(Given records begins)

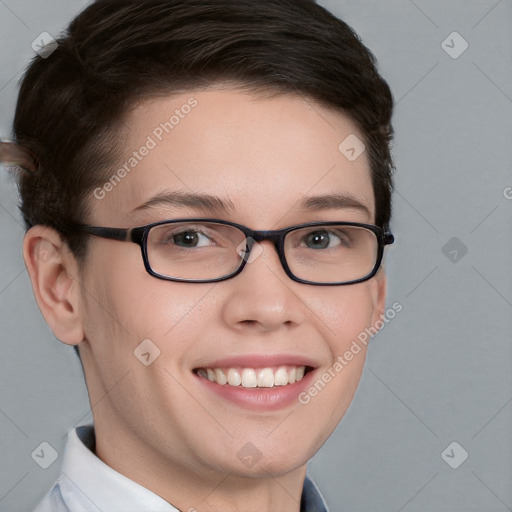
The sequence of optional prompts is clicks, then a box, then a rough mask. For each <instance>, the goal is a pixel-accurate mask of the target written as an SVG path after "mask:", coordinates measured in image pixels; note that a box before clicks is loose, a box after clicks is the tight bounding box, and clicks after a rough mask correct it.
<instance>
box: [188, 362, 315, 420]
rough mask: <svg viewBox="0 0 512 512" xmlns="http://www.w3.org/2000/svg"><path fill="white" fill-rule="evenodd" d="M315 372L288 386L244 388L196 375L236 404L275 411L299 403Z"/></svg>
mask: <svg viewBox="0 0 512 512" xmlns="http://www.w3.org/2000/svg"><path fill="white" fill-rule="evenodd" d="M314 373H315V371H314V370H310V371H309V372H308V373H307V374H306V375H305V376H304V377H303V378H302V380H300V381H299V382H294V383H293V384H287V385H286V386H274V387H273V388H244V387H242V386H230V385H229V384H224V385H221V384H217V383H216V382H212V381H210V380H208V379H206V378H204V377H200V376H199V375H196V377H197V378H198V379H199V381H200V382H201V384H202V385H203V386H205V387H206V388H207V389H208V390H210V391H212V392H213V393H216V394H217V395H218V396H220V397H221V398H223V399H225V400H229V401H230V402H232V403H235V404H236V405H239V406H242V407H245V408H248V409H252V410H258V411H263V410H264V411H274V410H278V409H283V408H285V407H287V406H289V405H291V404H293V403H299V402H298V396H299V394H300V393H302V392H303V391H304V390H305V389H306V388H307V387H308V386H309V385H310V382H311V381H312V379H313V374H314Z"/></svg>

(Given records ends)

Instructions to follow => Reproduce the rows above with every occurrence of "rough mask" replaced by "coarse mask" and nothing else altered. Leave the pictures out of your answer.

Reply to the task =>
The sequence of optional prompts is clicks, then a box, then a coarse mask. For each <instance>, the goal is a pixel-accurate mask of the target written as an SVG path after "mask:", coordinates measured in image pixels; note that a box before clicks is loose, a box after clicks is the tight bounding box, and clicks after a coarse mask correct it.
<instance>
box: [188, 362, 315, 420]
coarse mask: <svg viewBox="0 0 512 512" xmlns="http://www.w3.org/2000/svg"><path fill="white" fill-rule="evenodd" d="M315 372L288 386L244 388L196 375L236 404L275 411L299 403Z"/></svg>
mask: <svg viewBox="0 0 512 512" xmlns="http://www.w3.org/2000/svg"><path fill="white" fill-rule="evenodd" d="M314 373H315V371H314V370H310V371H309V372H308V373H307V374H306V375H305V376H304V377H303V378H302V380H300V381H299V382H294V383H293V384H287V385H286V386H274V387H273V388H244V387H242V386H230V385H229V384H224V385H221V384H217V383H216V382H212V381H210V380H208V379H206V378H204V377H200V376H199V375H196V377H197V378H198V379H199V381H200V382H201V384H202V385H203V386H205V387H206V388H207V389H208V390H210V391H212V392H213V393H216V394H217V395H218V396H220V397H221V398H223V399H225V400H229V401H230V402H232V403H235V404H236V405H239V406H242V407H245V408H248V409H252V410H258V411H263V410H264V411H274V410H278V409H283V408H285V407H287V406H289V405H291V404H293V403H299V402H298V396H299V394H300V393H302V392H303V391H304V390H305V389H306V388H307V387H308V386H309V385H310V382H311V381H312V379H313V374H314Z"/></svg>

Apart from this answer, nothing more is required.